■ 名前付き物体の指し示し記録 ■

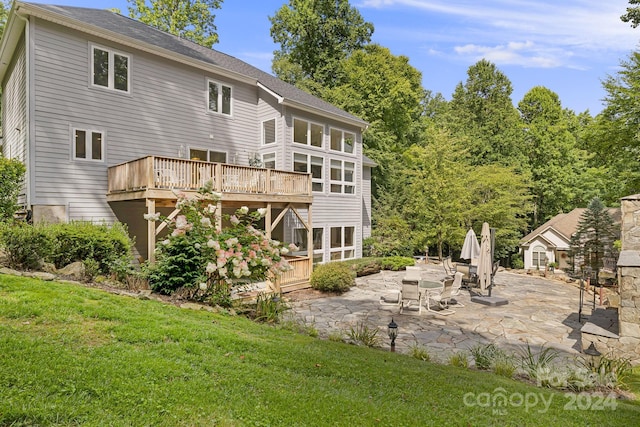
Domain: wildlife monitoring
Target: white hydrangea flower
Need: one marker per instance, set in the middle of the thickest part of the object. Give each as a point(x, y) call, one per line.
point(152, 217)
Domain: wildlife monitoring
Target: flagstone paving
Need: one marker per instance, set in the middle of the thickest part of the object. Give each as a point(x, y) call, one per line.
point(540, 312)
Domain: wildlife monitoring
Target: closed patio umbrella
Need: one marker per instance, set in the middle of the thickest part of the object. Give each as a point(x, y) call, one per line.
point(470, 247)
point(485, 261)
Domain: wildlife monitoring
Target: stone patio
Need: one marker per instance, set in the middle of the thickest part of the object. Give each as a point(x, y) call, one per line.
point(540, 312)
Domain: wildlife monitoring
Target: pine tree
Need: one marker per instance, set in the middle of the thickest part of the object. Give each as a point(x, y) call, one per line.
point(594, 238)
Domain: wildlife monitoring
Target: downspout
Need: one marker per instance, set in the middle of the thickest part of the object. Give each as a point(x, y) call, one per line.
point(29, 159)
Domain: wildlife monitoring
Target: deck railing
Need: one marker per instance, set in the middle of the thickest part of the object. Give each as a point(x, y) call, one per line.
point(154, 172)
point(299, 273)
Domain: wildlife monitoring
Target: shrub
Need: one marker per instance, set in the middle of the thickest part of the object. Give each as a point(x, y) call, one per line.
point(363, 334)
point(459, 360)
point(204, 262)
point(420, 353)
point(332, 277)
point(535, 363)
point(27, 246)
point(11, 175)
point(364, 266)
point(396, 263)
point(269, 308)
point(517, 262)
point(485, 355)
point(80, 241)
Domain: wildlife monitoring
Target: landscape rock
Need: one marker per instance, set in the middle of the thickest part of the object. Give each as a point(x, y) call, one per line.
point(41, 275)
point(75, 270)
point(9, 271)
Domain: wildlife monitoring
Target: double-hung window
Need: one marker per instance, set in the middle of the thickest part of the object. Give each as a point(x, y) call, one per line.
point(208, 155)
point(219, 98)
point(342, 243)
point(313, 164)
point(342, 177)
point(88, 145)
point(110, 69)
point(307, 133)
point(342, 141)
point(301, 241)
point(269, 131)
point(269, 160)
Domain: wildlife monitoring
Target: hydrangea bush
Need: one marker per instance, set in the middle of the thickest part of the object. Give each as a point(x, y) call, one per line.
point(207, 261)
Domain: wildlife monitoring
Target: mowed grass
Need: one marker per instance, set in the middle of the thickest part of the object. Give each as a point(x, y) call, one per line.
point(71, 355)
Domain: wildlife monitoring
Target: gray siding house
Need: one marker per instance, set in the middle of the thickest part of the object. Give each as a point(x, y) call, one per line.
point(111, 116)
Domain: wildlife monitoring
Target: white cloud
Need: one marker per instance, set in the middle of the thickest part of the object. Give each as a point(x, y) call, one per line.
point(545, 33)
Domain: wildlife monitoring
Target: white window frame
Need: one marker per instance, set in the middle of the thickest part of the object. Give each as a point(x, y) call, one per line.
point(342, 248)
point(275, 132)
point(535, 256)
point(111, 77)
point(342, 141)
point(88, 145)
point(309, 163)
point(342, 182)
point(220, 98)
point(209, 151)
point(266, 157)
point(308, 132)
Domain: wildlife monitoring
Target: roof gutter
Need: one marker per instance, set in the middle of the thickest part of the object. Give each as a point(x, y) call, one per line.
point(34, 10)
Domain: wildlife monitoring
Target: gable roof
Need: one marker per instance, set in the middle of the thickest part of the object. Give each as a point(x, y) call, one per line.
point(128, 31)
point(565, 224)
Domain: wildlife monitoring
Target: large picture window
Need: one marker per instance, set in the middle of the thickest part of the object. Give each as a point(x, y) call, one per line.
point(342, 177)
point(208, 155)
point(269, 131)
point(219, 98)
point(307, 133)
point(313, 164)
point(88, 145)
point(110, 69)
point(342, 141)
point(539, 255)
point(342, 243)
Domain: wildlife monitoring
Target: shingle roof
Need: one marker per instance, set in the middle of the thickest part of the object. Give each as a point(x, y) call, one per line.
point(130, 28)
point(566, 224)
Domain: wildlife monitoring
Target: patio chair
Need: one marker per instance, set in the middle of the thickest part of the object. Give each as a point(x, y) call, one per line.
point(410, 295)
point(456, 287)
point(449, 269)
point(442, 299)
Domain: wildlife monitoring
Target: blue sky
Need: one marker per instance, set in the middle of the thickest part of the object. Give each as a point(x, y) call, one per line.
point(568, 46)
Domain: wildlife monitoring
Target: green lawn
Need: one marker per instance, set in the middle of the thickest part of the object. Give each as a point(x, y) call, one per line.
point(71, 355)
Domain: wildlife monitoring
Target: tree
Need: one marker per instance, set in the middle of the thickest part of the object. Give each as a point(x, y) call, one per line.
point(314, 37)
point(436, 192)
point(633, 14)
point(482, 109)
point(613, 136)
point(553, 159)
point(594, 238)
point(386, 91)
point(189, 19)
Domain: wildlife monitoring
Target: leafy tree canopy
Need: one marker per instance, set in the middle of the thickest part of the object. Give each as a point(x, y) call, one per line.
point(189, 19)
point(482, 109)
point(633, 14)
point(314, 37)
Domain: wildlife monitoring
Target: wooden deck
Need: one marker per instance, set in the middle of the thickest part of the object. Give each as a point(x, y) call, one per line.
point(155, 177)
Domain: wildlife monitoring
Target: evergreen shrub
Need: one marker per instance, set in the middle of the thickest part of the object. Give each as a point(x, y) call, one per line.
point(332, 277)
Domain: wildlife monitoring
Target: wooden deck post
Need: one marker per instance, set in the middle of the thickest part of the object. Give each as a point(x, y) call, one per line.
point(310, 238)
point(267, 221)
point(151, 232)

■ 目的 ■
上のリストの行をすべて一字一句変えずに書き写してください。画像は答えに含めない。

■ 正解 ■
Domain: wildlife monitoring
Target: white hydrangea flower
Need: one marker per instance, set in the middle of the thickest part of the object. Give each as a point(x, y) call, one per line.
point(152, 217)
Domain: wildlife monitoring
Target: flagstone paving
Need: one marker per instance, set in the middle of the thickest part of the object. Give each as a point(x, y) call, one per line.
point(540, 312)
Domain: wildlife monitoring
Target: closed patio umbrella
Need: one marker per instance, set in the middle of the thickest part of the object. Give each as a point(x, y) call, one per line.
point(470, 247)
point(485, 261)
Domain: wildlife monitoring
Target: stone patio
Need: one marker per instance, set in the middle of the thickest part of the object. Give each as a point(x, y) call, one per line.
point(540, 312)
Domain: wildlife monitoring
Target: pine tree
Need: one marker per instance, set in the middle of the thickest part of the object. Give each as a point(x, y) call, one per line.
point(594, 238)
Domain: wildlife monitoring
Target: downspout
Need: one marker per instance, set in the middle of the thickest part of the object. Give each as a point(x, y) call, one per line.
point(29, 159)
Domain: wildlife monitoring
Target: deck railing
Need: one marker per instance, set in the middle of the thickest part of the object. Give each as a point(x, y) call, one per line.
point(154, 172)
point(299, 273)
Domain: wildlife monitoring
Target: shrub
Need: one marker per instance, set in the middle of the thickest part of the object. Give each as a point(x, y) call, one per line.
point(363, 334)
point(459, 360)
point(204, 262)
point(420, 353)
point(332, 277)
point(535, 363)
point(27, 246)
point(11, 175)
point(364, 266)
point(396, 263)
point(269, 308)
point(517, 262)
point(485, 355)
point(80, 241)
Domain: wildlife monitoring
Target: landscape rock
Need: one marker per instance, set in the middle of the thickest part of the object. Give each as a point(x, y) call, one per line.
point(41, 275)
point(75, 270)
point(9, 271)
Domain: wildlife monitoring
Target: double-hung window
Need: one marker per instance, set in the middle of the thickest part of the object. Give each as a point(x, y) call, one per line.
point(208, 155)
point(219, 98)
point(342, 243)
point(313, 164)
point(342, 177)
point(88, 145)
point(110, 69)
point(307, 133)
point(342, 141)
point(301, 241)
point(269, 131)
point(269, 160)
Domain: wildlife monitoring
Target: hydrangea bush
Need: one marker per instance, set in the middle of the thickest part of the object. Give each as a point(x, y) call, one per line.
point(207, 261)
Domain: wildlife monitoring
Target: mowed grass
Need: one marker per instance, set in the middle of the thickest part of the object. Give each as a point(x, y) call, one per line.
point(71, 355)
Domain: wildlife monitoring
Target: gray siding house
Need: one marker per instance, set in the middle of the thickest part of the object. Give each as a point(x, y) call, one per line.
point(111, 116)
Domain: wildlife monitoring
Target: white cloud
Need: one marker per instance, set in the middle of the thickest part of the object. Give each as a point(x, y) call, one per line.
point(545, 33)
Domain: wildlife monitoring
Target: white window frame
Need: one marker per instance, set in the middle of the thickest part of the object. Give each as a point(x, y) call, one per line.
point(342, 248)
point(275, 132)
point(535, 256)
point(111, 77)
point(342, 141)
point(88, 145)
point(309, 163)
point(342, 182)
point(220, 98)
point(209, 151)
point(266, 157)
point(308, 132)
Domain: wildlife monitoring
Target: roof gutter
Need: one marker per instance, set in the middle of the thickest part of the object. Give each as a point(x, y) call, one per line.
point(34, 10)
Domain: wildlife monitoring
Target: gable roof
Need: one marker per instance, set in the middle of the thickest part of the object. Give each as a point(x, y) call, one per line.
point(128, 31)
point(565, 224)
Domain: wildlife monitoring
Target: large picture window
Need: one marker per instance, set in the middle of the thickest part of the object. Give each as a point(x, y) call, one per line.
point(342, 177)
point(208, 155)
point(269, 131)
point(219, 98)
point(307, 133)
point(313, 164)
point(88, 145)
point(110, 69)
point(342, 141)
point(539, 255)
point(342, 243)
Domain: wildlife monitoring
Target: shingle roof
Need: one marker per instance, set in the middle of the thickest part of the object. Give each as a point(x, y) call, one per line.
point(130, 28)
point(566, 224)
Domain: wildlife monitoring
Target: patio chair
Need: one marker per instance, set in the middle of the thickest part of the object. Give each as a point(x, y) call, one per line.
point(410, 295)
point(456, 287)
point(449, 269)
point(442, 299)
Domain: wildlife monitoring
Target: blue sky
Need: one marker per instance, set in the middle of the thickest part of the object. Give each as a point(x, y) call, one per line.
point(568, 46)
Domain: wildlife monitoring
Target: green lawn
Need: one marker per instance, set in the middle of the thickest part of the object. Give each as a point(x, y) call, one per line.
point(71, 355)
Domain: wildlife monitoring
Target: tree
Need: one marker per instance, set in the middle of the thickest part of the object. Give each as a point(x, y) call, one per line.
point(314, 37)
point(436, 192)
point(633, 14)
point(482, 109)
point(613, 136)
point(553, 159)
point(594, 238)
point(386, 91)
point(189, 19)
Domain: wildlife monitoring
Target: leafy tree canopy
Need: one marker per instance, set in the middle of the thickest part of the object. Give each as a point(x, y) call, one per line.
point(189, 19)
point(482, 109)
point(633, 14)
point(314, 37)
Domain: wildlife monitoring
Target: wooden deck
Need: one marker per instance, set in the middle of the thickest part of the object. Give each as a point(x, y) call, one per line.
point(155, 177)
Domain: wildlife monitoring
Target: evergreen shrub
Need: one marker per instance, set in the middle of the thickest part of the object. Give each as a point(x, y) call, one per line.
point(332, 277)
Domain: wildlife monitoring
Target: wooden deck post
Need: one marker per instance, set in the middle of the thickest part of the object. Give each as a point(x, y) call, one per line.
point(310, 238)
point(267, 221)
point(151, 232)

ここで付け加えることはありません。